Fikih secara etimologi berarti paham atau pemahaman. Sedangkan secara terminologi, fikih adalah ilmu tentang hukum-hukum syara' yang bersifat praktis yang diperoleh dari dalil-dalilnya yang terperinci. Menurut Abdul Wahab Khallaf dalam bukunya Ilmu Ushul al- fiqh, fikih adalah korelasi hukum-hukum syara' praktis yang diambil dari dalil-dalilnya yang terperinci.
Fikih pada mulanya merupakan hasil pemahaman ulama terhadap teks-teks kitab suci, terutama al-Quran sehingga kecenderungan melakukan teologisasi fikih tidak dapat dihindari. Hampir semua produk fikih selalu dianggap bersifat transedental, walaupun hal itu sebenarnya bersifat temporal. Term halal-haram, sah-tidak sah, dan seterusnya dalam semua bahasan fikih merupakan bukti kecenderungan teologisasi dan transedentalisasi fikih yang tidak dapat dipungkiri. Itu sebabnya, dalam masyarakat yang fikih oriented seperti di Indonesia, sosok yang dipandang sebagai ulama bukan mereka yang pakar di bidang teologi, atau ilmu-ilmu lainnya, tetapi mereka yang menguasai fikih, sebab hampir di setiap saat mereka berinteraksi dengan hukum-hukum yang ditanyakan oleh masyarakat.

------------------------------------------------------------------------

Tugas a -
Tulis ulang bagian daftar di bawah, semuanya dari awal daftar sampai baris yang memuat "[[[356,183],[357,202],[364,206],[368,204],[368,182],[359,181]]]", dengan mengganti "concrete building" menjadi "brick building" tanpa mengubah hal lain. Gambar tidak usah ikut ditulis.
Teks fikih di atas dan daftar sesudahnya adalah bahan yang berdiri sendiri-sendiri.

[Data yang diambil dari sebuah koleksi]
------------------------------------------------------------------------

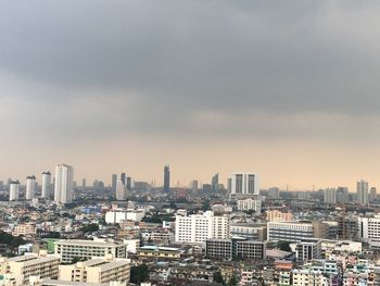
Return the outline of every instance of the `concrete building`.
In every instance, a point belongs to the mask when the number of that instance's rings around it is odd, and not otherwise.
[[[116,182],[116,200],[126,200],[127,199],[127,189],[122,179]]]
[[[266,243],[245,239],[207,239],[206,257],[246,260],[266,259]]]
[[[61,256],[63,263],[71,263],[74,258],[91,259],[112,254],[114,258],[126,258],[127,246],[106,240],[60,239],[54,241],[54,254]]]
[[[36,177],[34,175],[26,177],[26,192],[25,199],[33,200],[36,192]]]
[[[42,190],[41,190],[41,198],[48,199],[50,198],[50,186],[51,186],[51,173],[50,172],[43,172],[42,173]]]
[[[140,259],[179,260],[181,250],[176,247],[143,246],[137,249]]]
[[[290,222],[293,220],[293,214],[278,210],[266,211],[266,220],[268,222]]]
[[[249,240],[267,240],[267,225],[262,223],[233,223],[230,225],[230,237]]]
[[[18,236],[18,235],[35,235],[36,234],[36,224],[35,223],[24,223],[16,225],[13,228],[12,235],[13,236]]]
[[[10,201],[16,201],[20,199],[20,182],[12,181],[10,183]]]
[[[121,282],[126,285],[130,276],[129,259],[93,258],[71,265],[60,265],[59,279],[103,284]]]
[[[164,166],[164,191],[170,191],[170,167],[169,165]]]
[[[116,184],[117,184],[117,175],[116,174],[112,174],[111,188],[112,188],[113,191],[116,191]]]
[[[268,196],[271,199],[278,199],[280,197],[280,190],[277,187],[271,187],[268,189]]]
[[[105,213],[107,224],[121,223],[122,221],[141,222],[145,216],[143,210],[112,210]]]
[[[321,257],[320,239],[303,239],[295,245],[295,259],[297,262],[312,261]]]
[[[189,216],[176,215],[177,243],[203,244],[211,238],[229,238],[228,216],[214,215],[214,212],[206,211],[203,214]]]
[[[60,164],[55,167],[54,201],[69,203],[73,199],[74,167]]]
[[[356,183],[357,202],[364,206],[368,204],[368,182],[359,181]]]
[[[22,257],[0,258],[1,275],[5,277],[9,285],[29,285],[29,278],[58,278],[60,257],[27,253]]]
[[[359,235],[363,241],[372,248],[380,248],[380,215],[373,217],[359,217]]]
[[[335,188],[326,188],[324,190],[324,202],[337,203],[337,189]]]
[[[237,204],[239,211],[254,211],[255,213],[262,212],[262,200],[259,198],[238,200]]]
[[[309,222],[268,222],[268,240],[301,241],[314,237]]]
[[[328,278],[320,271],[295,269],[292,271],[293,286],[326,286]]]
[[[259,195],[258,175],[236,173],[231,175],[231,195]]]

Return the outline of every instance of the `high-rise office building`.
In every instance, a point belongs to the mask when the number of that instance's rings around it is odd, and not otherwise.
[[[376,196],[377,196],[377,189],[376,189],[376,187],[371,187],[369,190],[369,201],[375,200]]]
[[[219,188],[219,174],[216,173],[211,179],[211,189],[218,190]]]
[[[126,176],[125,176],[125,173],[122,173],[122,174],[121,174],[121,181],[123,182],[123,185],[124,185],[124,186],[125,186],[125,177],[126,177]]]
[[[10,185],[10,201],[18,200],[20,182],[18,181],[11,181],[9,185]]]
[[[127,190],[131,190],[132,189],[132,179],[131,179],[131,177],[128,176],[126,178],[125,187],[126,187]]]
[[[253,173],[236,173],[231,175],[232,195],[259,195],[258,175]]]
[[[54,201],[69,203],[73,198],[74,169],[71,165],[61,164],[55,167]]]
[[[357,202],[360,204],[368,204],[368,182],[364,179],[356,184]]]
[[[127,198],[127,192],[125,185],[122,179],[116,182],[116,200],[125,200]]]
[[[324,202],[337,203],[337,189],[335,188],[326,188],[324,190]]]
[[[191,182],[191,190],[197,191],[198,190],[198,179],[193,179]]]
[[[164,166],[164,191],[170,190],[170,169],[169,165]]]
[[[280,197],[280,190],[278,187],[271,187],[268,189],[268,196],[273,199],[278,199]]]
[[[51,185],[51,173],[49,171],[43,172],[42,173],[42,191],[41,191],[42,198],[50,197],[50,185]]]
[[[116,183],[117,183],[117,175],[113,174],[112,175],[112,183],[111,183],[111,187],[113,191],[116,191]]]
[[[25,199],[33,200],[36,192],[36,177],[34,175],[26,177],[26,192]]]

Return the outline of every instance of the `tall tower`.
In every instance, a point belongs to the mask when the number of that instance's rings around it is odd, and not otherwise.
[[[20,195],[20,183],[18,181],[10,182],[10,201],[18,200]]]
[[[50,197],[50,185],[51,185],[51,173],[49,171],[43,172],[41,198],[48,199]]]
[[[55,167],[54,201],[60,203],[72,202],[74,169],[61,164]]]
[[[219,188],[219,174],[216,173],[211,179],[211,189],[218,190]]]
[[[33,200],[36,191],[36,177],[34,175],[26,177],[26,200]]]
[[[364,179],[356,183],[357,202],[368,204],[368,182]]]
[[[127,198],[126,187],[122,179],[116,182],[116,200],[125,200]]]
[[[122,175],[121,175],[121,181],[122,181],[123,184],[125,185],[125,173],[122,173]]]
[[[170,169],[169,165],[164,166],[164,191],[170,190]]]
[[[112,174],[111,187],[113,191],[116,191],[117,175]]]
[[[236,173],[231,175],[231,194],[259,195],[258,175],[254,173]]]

------------------------------------------------------------------------

Tugas b -
Sebutkan semua kata yang langsung muncul setelah kata "bersifat" dalam teks fikih.

Hasil Tugas a -
Return the outline of every instance of the `brick building`.
In every instance, a point belongs to the mask when the number of that instance's rings around it is odd, and not otherwise.
[[[116,182],[116,200],[126,200],[127,199],[127,189],[122,179]]]
[[[266,243],[245,239],[207,239],[206,257],[246,260],[266,259]]]
[[[61,256],[63,263],[71,263],[74,258],[91,259],[112,254],[114,258],[126,258],[127,246],[106,240],[60,239],[54,241],[54,254]]]
[[[36,177],[34,175],[26,177],[26,192],[25,199],[33,200],[36,192]]]
[[[42,190],[41,190],[41,198],[48,199],[50,198],[50,186],[51,186],[51,173],[50,172],[43,172],[42,173]]]
[[[140,259],[179,260],[181,250],[176,247],[143,246],[137,249]]]
[[[290,222],[293,220],[293,214],[278,210],[266,211],[266,220],[268,222]]]
[[[249,240],[267,240],[267,225],[262,223],[233,223],[230,225],[230,237]]]
[[[18,236],[18,235],[35,235],[36,234],[36,224],[35,223],[24,223],[16,225],[13,228],[12,235],[13,236]]]
[[[10,201],[16,201],[20,199],[20,182],[12,181],[10,183]]]
[[[121,282],[126,285],[130,276],[129,259],[93,258],[71,265],[60,265],[59,279],[103,284]]]
[[[164,166],[164,191],[170,191],[170,167],[169,165]]]
[[[116,184],[117,184],[117,175],[116,174],[112,174],[111,188],[112,188],[113,191],[116,191]]]
[[[268,196],[271,199],[278,199],[280,197],[280,190],[277,187],[271,187],[268,189]]]
[[[105,213],[107,224],[121,223],[122,221],[141,222],[145,216],[143,210],[112,210]]]
[[[321,257],[320,239],[303,239],[295,245],[295,259],[297,262],[312,261]]]
[[[189,216],[176,215],[177,243],[203,244],[211,238],[229,238],[228,216],[214,215],[214,212],[206,211],[203,214]]]
[[[60,164],[55,167],[54,201],[69,203],[73,199],[74,167]]]
[[[356,183],[357,202],[364,206],[368,204],[368,182],[359,181]]]

Hasil Tugas b -
praktis, transedental, temporal